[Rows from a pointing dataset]

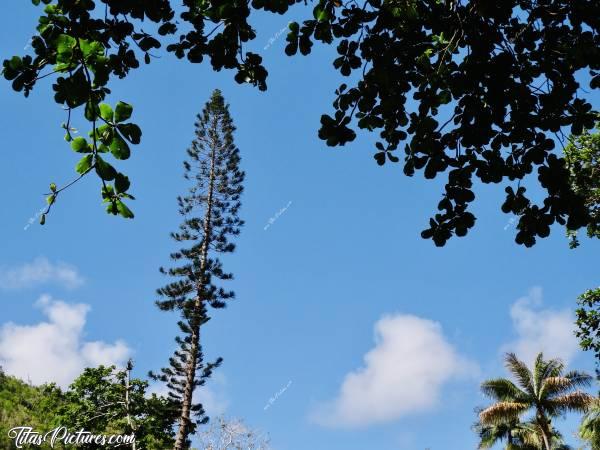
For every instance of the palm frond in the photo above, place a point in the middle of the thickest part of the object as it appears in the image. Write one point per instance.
(577, 401)
(545, 369)
(520, 371)
(503, 390)
(553, 386)
(502, 412)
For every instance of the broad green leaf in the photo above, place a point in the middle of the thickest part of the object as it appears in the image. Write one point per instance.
(131, 132)
(119, 148)
(121, 183)
(105, 170)
(124, 211)
(64, 48)
(123, 111)
(106, 112)
(80, 145)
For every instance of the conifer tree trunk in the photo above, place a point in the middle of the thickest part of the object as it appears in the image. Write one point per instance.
(190, 375)
(210, 218)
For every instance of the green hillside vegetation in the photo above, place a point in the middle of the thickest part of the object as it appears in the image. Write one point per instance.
(22, 404)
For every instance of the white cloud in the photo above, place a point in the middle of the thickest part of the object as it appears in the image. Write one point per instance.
(40, 271)
(541, 330)
(54, 350)
(403, 374)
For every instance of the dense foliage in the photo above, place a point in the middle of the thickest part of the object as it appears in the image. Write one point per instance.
(23, 404)
(546, 391)
(101, 400)
(476, 89)
(210, 219)
(583, 159)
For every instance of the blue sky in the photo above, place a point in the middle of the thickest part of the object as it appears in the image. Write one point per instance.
(341, 275)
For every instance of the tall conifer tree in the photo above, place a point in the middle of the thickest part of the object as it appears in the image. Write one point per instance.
(210, 219)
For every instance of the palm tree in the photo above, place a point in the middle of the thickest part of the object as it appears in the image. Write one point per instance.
(518, 436)
(546, 391)
(589, 430)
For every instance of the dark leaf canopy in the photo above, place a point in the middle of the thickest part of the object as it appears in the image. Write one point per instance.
(476, 91)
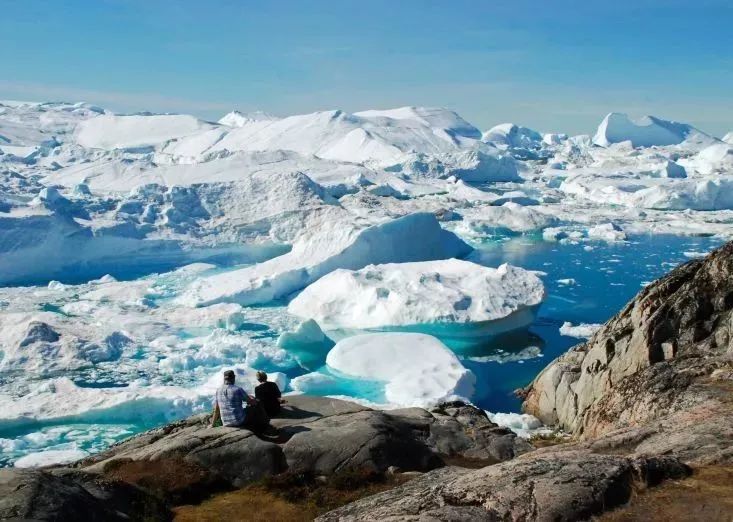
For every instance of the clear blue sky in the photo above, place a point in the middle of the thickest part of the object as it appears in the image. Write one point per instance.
(553, 65)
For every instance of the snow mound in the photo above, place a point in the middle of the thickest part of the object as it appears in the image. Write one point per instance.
(136, 131)
(496, 220)
(513, 136)
(446, 291)
(418, 369)
(647, 131)
(415, 237)
(654, 193)
(523, 424)
(49, 457)
(240, 119)
(715, 159)
(430, 116)
(579, 331)
(609, 232)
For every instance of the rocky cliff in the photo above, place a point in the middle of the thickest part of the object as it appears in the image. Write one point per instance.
(661, 370)
(648, 398)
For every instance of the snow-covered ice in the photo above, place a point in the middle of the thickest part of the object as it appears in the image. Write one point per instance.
(414, 237)
(141, 254)
(422, 294)
(417, 369)
(580, 331)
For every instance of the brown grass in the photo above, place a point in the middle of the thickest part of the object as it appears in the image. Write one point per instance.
(289, 497)
(173, 480)
(544, 440)
(707, 495)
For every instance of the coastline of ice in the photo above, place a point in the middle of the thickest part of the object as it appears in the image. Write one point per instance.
(244, 212)
(447, 298)
(412, 369)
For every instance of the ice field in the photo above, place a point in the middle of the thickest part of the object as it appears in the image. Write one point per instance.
(396, 257)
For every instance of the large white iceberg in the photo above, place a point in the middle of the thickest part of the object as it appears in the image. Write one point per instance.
(647, 131)
(418, 369)
(136, 131)
(415, 237)
(423, 294)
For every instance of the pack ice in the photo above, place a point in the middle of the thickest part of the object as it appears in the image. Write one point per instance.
(449, 298)
(407, 369)
(140, 254)
(410, 238)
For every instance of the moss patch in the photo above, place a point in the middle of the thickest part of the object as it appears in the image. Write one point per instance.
(707, 496)
(289, 496)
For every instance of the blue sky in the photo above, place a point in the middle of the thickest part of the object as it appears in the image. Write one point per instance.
(552, 65)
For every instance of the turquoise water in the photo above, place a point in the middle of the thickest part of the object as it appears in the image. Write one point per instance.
(585, 283)
(605, 279)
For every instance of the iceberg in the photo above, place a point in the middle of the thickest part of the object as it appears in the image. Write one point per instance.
(579, 331)
(511, 135)
(451, 299)
(415, 369)
(110, 131)
(414, 237)
(647, 131)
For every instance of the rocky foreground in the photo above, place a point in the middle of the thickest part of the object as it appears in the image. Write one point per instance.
(646, 399)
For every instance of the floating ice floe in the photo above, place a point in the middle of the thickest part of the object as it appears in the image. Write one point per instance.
(50, 457)
(609, 232)
(579, 331)
(451, 299)
(412, 369)
(644, 132)
(414, 237)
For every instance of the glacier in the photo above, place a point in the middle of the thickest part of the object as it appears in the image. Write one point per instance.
(142, 254)
(457, 301)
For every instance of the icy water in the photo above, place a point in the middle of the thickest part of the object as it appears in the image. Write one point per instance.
(586, 283)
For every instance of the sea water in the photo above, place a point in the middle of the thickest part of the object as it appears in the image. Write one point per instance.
(586, 282)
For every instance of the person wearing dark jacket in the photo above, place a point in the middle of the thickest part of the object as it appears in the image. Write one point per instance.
(268, 393)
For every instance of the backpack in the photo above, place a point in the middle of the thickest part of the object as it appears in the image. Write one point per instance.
(256, 418)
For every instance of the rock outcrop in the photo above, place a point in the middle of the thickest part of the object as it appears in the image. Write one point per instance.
(70, 495)
(315, 435)
(649, 394)
(661, 369)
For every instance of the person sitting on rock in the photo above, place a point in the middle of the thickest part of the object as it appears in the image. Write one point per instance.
(229, 403)
(268, 393)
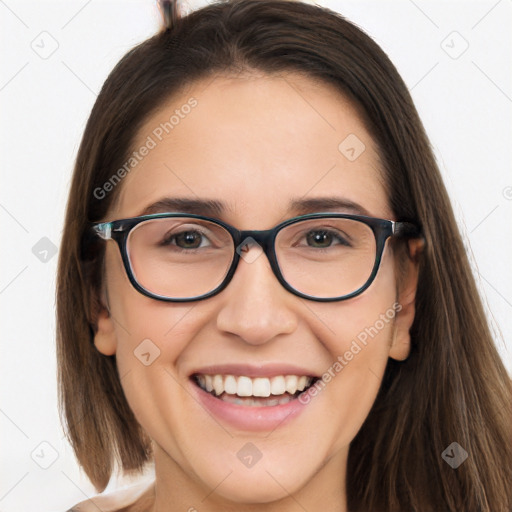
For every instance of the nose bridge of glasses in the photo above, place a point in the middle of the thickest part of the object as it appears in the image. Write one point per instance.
(248, 238)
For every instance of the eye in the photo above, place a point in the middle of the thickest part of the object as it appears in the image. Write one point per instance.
(323, 239)
(187, 240)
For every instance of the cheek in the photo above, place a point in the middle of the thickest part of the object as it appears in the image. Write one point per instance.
(357, 335)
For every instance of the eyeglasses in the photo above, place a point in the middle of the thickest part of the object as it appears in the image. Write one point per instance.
(324, 257)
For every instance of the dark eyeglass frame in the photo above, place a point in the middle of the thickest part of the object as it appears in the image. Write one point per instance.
(383, 229)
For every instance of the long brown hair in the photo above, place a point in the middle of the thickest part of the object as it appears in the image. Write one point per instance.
(452, 388)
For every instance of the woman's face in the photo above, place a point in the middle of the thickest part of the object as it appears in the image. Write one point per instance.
(256, 144)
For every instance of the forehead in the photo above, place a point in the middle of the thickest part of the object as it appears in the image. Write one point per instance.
(255, 143)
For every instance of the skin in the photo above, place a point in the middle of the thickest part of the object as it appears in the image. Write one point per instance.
(255, 142)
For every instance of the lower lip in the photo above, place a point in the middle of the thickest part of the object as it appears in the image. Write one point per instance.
(245, 417)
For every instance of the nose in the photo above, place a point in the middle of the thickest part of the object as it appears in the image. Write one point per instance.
(255, 307)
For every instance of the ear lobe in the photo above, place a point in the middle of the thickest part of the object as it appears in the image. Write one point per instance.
(105, 337)
(406, 297)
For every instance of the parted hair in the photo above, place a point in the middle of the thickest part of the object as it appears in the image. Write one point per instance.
(452, 388)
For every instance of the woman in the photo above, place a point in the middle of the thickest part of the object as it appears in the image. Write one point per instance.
(263, 289)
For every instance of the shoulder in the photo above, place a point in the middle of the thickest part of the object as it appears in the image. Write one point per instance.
(136, 498)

**Given problem:** Restate the entire listing word for word, excluding pictures.

**Answer for this exercise:**
For every instance of the palm frond in the photo above, place a point in the middle of the thickest part of the object as it appears in the image. Write one point per instance.
(577, 401)
(545, 369)
(520, 371)
(503, 390)
(553, 386)
(502, 412)
For every instance of the broad green leaf in the photo above, place a point in the middle of the thickest part of the object as it appears in the image. Write one point per instance.
(131, 132)
(119, 148)
(121, 183)
(105, 170)
(124, 211)
(64, 48)
(123, 111)
(106, 112)
(80, 145)
For every instance of the conifer tree trunk in the photo above, place a point in the middle of the thickest part of the object as it appears in the image. Write one point per instance.
(190, 375)
(210, 218)
For every instance of the green hillside vegetation in the photo above, place a point in the middle of the thickest part of the object as it appears in the image. Write one point per instance.
(22, 404)
For every instance of the white cloud in the photo above, place a point in the middle of the thickest part of the object as it appears in the image. Write one point per instance.
(40, 271)
(541, 330)
(54, 350)
(403, 374)
For every instance of the dense foliage in the photo above, place a point in the middle of the thickest part of the object as it appears in the image. Write one point per instance.
(23, 404)
(546, 391)
(101, 400)
(476, 89)
(210, 219)
(583, 159)
For every instance of the blue sky in the photo above, place a point in the middle of the thickest part of the object as it appears in the image. Write one point per instance.
(341, 275)
For every instance of the tall conifer tree in the photo above, place a point in the middle of the thickest part of the object as it appears in the image. Write one point per instance.
(210, 219)
For every instance of the palm tree in the photo above, place a point in the middle of the thickest part of the object as it appears in the image. Write one point per instance.
(518, 436)
(546, 391)
(589, 430)
For every instance of the dark leaf canopy in the photo above, place a point in the middle of the thickest part of the object as it appears in the image. Write one point per instance.
(476, 91)
For every instance of the clear blue sky in the photo above, place a point in the middle of the thickest part of the object as it appears in the image. Write one point per instance.
(553, 65)
For every instance of the snow mound in the photo above, place a point in the middle of the thickest part of the object as it appears in the image. Write one point per instance.
(136, 131)
(496, 220)
(513, 136)
(446, 291)
(418, 369)
(647, 131)
(415, 237)
(654, 193)
(523, 424)
(49, 457)
(240, 119)
(715, 159)
(430, 116)
(579, 331)
(609, 232)
For every instance of the rocky cliff in the photo above, place a point in the middle of the thickest part of the object as it appears in the image. Write one point per instance.
(661, 370)
(648, 398)
For every instance of the snow-covered ice in the photo above, place a point in the middle of the thickest part of the object as it appears in the image. Write one point per instance.
(414, 237)
(141, 254)
(422, 294)
(417, 369)
(580, 331)
For every instance of the brown grass in the photo above, place a point in the middle of the thickest part of the object as it appears in the image. Write one point per instance.
(289, 497)
(173, 480)
(544, 440)
(707, 495)
For every instance of the coastline of ice in the photo above, place a point in the middle of the thickest part of the object as it appears in the image. Write one point per instance.
(244, 212)
(447, 298)
(412, 369)
For every instance of the ice field in the photo above, place a point in the middle of the thickest part of the object as it appears in the image. Write one point per instance.
(396, 257)
For every instance of the large white iceberg in the photo above, place a point in the middle of the thickest part of the object as it appears in the image. Write one point per instance.
(647, 131)
(418, 369)
(136, 131)
(415, 237)
(423, 294)
For every instance of the pack ice in the photo above, place a point in the middle of the thickest part of the object as it appears in the image. Write one point per instance.
(449, 298)
(407, 369)
(140, 254)
(410, 238)
For every instance of the moss patch in the photo above, place a point in the middle of the thickest part of the object as it appears in the image. Write one point per instance.
(707, 496)
(289, 496)
For every instance of the blue sky in the photo above, place a point in the middle of the thickest part of the object as it appears in the image. Write one point per instance.
(552, 65)
For every instance of the turquoise water in the photo above, place a point in the middle of the thickest part of the object as it appears in the image. Write one point per instance.
(585, 283)
(605, 279)
For every instance of the iceberg in the photo above, place a point in the middle of the thickest part of the object as it appears in the image. Write one point per instance.
(579, 331)
(511, 135)
(451, 299)
(415, 369)
(110, 131)
(414, 237)
(647, 131)
For every instance of the rocky foreground in the photo above, place a point in the middle of the thickest part of the object as it appears in the image. Write one point per instance.
(646, 399)
For every instance of the floating ice floe in the photo above, place a point in the middle of the thickest part of the object as it appears in the image. Write one point per instance.
(50, 457)
(609, 232)
(579, 331)
(451, 299)
(412, 369)
(644, 132)
(414, 237)
For every instance of the glacier in the photo above, place a point in the middle of the thickest part of the object as it appears in the image. Write one point per instance.
(142, 254)
(457, 301)
For every instance of the icy water in the photo above, place a point in the middle of the thickest part of the object as it appears in the image. Write one point per instance.
(586, 283)
For every instance of the sea water in the photo above, place a point in the middle of the thickest part of the object as it appears in the image. Write one point per instance.
(586, 282)
For every instance of the person wearing dark jacket in the photo above, place a point in the middle of the thickest part of the object as it appears in the image. Write one point per instance.
(268, 393)
For every instance of the backpack in the photo above, place a point in the middle of the thickest part of the object as it appears in the image. Write one point per instance.
(256, 418)
For every instance of the rock outcrop in the photo above, place a point in the middle of the thickest part of the object as it appears in the image. Write one point per instance.
(70, 495)
(315, 435)
(649, 394)
(661, 369)
For every instance of the person sitting on rock in the photo above, place a point in the middle of the thickest part of the object as it appears in the image. Write one point per instance.
(229, 403)
(268, 393)
For every instance of the nose bridge of glasses in the photo above, place a point in the middle of the thickest part of the object as it appears in the image. Write one point per instance.
(248, 238)
For every instance of the eye in the photo above, place a point in the middle of the thickest part of the object as it appears in the image. Write one point per instance.
(323, 239)
(187, 240)
For every instance of the cheek in the photo above, place a point in the middle of the thickest part of the object as it appears in the image. Write one point per instance.
(357, 335)
For every instance of the eyeglasses in the photo above, place a point in the middle of the thickest part of the object as it appears in the image. Write one point per instance.
(324, 257)
For every instance of the dark eyeglass frame in the photo above, place a point in the middle of the thickest part of the object as it appears in the image. Write one point per instance.
(383, 229)
For every instance of the long brown hair in the photo above, place a point in the middle of the thickest part of the object as it appears in the image. Write one point per instance.
(452, 388)
For every instance of the woman's face in the photo above, place a point in the middle of the thickest part of the object as it appears in the image. Write one point per instance.
(256, 144)
For every instance of the forehead in the photo above, place a point in the middle of the thickest part of the object as it appears in the image. Write one point per instance.
(255, 143)
For every instance of the skin in the photo above, place a point in the middle of the thickest part of the object as it appears in the image. Write one point per instance.
(255, 142)
For every instance of the lower lip in the photo above, place a point in the middle of the thickest part of the object as it appears in the image. Write one point per instance.
(245, 417)
For every instance of the nose in the photo above, place a point in the middle of the thickest part of the object as it appears in the image. Write one point per instance.
(255, 307)
For every instance of the ear lobe in the photo above, place a point in the middle of the thickest part of the object as it appears in the image. Write one point per instance.
(105, 337)
(406, 297)
For every instance of the parted hair in the photo above, place a point in the middle of the thickest part of the object as it appears in the image. Write one point per instance.
(452, 388)
For every instance of the woman in the photo above, place a point in the middle of the thickest part of the object as it appears in the image. Write one point per instance.
(263, 289)
For every instance of the shoulder in the photo above, place a point in the middle of the thickest part of the object as it appears in the image. Write one point per instance.
(136, 498)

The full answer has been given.